Problem:
Which lines in the rows below contain the string "every"? Pick out each one and copy it in full, matching case exactly.

################

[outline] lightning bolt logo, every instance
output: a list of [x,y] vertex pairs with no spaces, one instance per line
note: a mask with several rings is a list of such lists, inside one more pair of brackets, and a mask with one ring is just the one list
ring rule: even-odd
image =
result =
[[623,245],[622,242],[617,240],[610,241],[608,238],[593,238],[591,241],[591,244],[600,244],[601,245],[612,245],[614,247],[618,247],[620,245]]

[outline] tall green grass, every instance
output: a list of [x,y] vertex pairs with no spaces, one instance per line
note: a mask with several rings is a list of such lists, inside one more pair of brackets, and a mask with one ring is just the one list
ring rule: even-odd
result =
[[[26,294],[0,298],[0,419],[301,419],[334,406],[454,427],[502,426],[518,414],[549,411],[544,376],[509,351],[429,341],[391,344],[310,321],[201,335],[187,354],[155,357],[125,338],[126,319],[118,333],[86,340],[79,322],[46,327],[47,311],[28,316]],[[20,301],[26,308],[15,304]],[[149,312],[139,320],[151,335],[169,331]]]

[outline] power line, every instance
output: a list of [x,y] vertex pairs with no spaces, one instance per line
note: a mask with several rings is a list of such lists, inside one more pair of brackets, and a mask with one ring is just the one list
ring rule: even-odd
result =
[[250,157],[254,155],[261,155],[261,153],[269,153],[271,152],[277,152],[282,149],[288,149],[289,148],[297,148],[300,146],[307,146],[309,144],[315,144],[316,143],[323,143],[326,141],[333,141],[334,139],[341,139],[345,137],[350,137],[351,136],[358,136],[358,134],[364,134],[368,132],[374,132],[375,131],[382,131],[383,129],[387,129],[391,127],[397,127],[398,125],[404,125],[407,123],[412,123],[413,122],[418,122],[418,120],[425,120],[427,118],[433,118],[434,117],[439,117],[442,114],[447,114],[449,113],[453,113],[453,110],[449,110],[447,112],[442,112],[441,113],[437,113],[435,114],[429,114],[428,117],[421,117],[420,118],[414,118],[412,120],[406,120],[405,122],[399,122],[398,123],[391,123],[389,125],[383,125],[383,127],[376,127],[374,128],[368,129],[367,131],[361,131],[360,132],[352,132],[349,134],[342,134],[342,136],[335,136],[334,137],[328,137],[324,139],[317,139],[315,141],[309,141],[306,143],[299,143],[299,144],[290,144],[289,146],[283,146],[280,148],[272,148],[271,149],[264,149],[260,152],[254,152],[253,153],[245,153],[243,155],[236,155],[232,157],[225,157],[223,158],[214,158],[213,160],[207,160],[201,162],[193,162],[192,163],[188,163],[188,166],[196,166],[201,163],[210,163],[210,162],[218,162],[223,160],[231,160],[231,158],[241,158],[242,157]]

################

Result of this task:
[outline] lightning bolt logo, every instance
[outline] tall green grass, every instance
[outline] power line, every instance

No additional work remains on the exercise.